(Extracted records)
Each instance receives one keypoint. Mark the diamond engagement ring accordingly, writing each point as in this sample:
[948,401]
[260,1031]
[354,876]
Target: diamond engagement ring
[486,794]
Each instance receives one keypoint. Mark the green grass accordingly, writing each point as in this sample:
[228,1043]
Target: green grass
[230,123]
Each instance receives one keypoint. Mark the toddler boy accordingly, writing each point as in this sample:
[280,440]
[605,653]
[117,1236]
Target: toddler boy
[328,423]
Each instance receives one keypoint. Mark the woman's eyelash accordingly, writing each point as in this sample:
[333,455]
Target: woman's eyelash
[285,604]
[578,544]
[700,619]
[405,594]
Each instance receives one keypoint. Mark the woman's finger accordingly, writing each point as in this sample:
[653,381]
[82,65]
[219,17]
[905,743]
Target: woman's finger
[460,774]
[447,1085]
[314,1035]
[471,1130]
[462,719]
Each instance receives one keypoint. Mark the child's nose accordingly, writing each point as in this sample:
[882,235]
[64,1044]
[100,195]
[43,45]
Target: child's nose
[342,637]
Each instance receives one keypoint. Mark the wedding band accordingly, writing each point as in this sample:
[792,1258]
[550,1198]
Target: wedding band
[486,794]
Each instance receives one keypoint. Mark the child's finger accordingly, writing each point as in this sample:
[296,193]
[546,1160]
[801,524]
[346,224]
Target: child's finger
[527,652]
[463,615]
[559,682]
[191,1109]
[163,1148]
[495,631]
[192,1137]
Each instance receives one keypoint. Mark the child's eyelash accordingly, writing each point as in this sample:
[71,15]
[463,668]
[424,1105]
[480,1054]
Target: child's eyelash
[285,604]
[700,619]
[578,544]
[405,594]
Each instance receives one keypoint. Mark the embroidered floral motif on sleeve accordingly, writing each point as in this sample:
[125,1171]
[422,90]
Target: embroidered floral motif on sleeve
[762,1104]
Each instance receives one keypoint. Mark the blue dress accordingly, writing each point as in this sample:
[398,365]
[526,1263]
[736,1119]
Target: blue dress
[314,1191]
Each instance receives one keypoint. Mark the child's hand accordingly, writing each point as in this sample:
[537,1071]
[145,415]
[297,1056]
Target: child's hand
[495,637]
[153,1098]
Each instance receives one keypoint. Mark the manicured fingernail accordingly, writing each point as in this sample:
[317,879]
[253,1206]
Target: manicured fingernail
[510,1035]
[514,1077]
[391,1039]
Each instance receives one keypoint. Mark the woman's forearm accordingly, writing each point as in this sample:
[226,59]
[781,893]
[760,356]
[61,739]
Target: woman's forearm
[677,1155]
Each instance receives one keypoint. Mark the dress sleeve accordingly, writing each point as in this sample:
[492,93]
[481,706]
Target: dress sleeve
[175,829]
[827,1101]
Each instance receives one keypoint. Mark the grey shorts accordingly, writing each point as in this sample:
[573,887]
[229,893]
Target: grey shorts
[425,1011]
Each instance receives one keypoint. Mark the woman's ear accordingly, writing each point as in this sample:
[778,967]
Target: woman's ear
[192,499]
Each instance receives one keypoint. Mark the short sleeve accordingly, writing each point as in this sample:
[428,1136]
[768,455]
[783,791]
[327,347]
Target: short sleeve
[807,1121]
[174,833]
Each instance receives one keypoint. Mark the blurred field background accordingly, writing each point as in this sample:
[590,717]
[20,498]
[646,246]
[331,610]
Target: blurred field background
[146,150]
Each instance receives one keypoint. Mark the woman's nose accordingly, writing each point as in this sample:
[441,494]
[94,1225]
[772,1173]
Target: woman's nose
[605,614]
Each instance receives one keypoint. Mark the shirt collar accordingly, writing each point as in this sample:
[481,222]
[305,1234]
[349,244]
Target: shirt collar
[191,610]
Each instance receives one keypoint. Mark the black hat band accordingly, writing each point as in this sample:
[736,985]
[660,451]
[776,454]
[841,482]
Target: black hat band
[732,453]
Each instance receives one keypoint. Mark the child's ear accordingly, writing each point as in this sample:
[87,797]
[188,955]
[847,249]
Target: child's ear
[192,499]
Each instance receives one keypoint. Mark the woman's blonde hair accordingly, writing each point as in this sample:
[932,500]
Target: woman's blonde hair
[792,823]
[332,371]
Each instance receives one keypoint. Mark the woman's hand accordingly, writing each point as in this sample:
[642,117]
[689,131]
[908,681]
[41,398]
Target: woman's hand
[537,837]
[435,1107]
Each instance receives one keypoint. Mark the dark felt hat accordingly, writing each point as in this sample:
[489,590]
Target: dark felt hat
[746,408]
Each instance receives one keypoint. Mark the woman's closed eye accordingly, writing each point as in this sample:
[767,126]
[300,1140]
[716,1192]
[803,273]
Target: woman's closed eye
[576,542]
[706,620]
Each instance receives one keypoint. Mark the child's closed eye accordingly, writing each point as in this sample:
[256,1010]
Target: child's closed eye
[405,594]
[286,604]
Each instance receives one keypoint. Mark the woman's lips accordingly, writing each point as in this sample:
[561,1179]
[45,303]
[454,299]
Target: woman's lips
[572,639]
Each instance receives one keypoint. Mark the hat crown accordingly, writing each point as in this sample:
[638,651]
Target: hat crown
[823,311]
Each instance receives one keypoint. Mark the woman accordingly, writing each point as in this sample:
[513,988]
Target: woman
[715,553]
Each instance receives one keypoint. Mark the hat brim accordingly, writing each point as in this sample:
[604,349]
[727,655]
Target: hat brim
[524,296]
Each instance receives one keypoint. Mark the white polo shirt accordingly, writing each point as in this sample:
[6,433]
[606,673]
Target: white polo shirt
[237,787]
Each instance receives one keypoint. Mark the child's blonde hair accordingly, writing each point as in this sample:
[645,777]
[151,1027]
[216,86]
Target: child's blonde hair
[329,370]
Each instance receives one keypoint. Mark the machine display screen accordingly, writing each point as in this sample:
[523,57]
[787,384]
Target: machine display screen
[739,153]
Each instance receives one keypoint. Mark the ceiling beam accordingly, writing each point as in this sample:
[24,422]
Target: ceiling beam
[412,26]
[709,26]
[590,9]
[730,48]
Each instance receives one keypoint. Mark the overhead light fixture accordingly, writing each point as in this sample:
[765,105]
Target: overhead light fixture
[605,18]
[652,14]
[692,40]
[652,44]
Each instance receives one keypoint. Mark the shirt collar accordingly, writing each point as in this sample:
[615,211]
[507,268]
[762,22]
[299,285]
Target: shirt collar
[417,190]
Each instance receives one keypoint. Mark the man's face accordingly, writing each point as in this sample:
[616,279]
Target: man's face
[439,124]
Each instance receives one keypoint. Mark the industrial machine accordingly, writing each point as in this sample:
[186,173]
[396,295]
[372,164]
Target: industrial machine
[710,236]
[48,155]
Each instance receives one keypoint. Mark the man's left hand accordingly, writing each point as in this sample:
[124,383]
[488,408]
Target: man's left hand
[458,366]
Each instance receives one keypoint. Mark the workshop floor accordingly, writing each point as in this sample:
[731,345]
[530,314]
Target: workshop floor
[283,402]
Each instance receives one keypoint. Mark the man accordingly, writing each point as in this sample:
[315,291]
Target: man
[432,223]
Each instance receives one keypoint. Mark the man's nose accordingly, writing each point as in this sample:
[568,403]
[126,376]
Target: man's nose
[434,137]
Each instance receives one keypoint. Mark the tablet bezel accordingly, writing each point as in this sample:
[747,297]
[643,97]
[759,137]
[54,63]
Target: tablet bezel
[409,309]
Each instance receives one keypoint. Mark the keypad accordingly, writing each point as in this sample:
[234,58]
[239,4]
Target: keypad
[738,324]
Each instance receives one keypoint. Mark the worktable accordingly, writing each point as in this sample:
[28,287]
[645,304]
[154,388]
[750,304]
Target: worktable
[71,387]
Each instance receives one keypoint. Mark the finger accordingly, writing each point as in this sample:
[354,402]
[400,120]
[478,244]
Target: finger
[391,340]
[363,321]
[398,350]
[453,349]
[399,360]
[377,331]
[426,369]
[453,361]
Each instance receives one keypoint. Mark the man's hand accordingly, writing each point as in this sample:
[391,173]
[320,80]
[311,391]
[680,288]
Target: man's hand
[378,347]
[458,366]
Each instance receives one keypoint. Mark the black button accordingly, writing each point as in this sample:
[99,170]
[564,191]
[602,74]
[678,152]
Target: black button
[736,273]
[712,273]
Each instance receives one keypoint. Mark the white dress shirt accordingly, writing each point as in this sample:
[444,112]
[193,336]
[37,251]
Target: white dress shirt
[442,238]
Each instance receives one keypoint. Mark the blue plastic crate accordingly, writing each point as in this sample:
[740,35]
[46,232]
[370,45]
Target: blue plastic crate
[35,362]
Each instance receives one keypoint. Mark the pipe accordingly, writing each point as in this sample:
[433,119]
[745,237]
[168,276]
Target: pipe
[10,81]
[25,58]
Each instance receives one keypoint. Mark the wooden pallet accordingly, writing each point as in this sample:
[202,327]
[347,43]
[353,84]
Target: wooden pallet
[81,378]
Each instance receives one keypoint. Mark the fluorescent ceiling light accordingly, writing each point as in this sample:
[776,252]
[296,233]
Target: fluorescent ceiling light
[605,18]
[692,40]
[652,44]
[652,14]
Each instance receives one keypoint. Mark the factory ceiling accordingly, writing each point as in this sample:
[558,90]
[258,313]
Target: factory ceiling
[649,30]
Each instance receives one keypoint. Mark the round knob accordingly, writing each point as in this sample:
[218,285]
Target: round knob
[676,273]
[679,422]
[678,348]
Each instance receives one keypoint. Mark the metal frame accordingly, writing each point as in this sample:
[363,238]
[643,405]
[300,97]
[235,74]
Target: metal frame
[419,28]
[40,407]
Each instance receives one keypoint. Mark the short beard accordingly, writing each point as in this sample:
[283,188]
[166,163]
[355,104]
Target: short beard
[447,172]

• _What needs to be done_
For the entries above, transcribe precisely the lines from the one with "Target: round knob" through the end, including both.

• _Solution for this problem_
Target: round knob
[676,273]
[679,422]
[678,348]
Each instance receives one keypoint. Mark the metal frame accordingly, writing each point as in this sample:
[363,238]
[643,405]
[300,97]
[235,74]
Target: metal frame
[419,28]
[40,407]
Each instance receives one keypoint. Mark the short beard accordingly, writing each point as in this sample:
[283,188]
[166,163]
[355,104]
Target: short beard
[447,172]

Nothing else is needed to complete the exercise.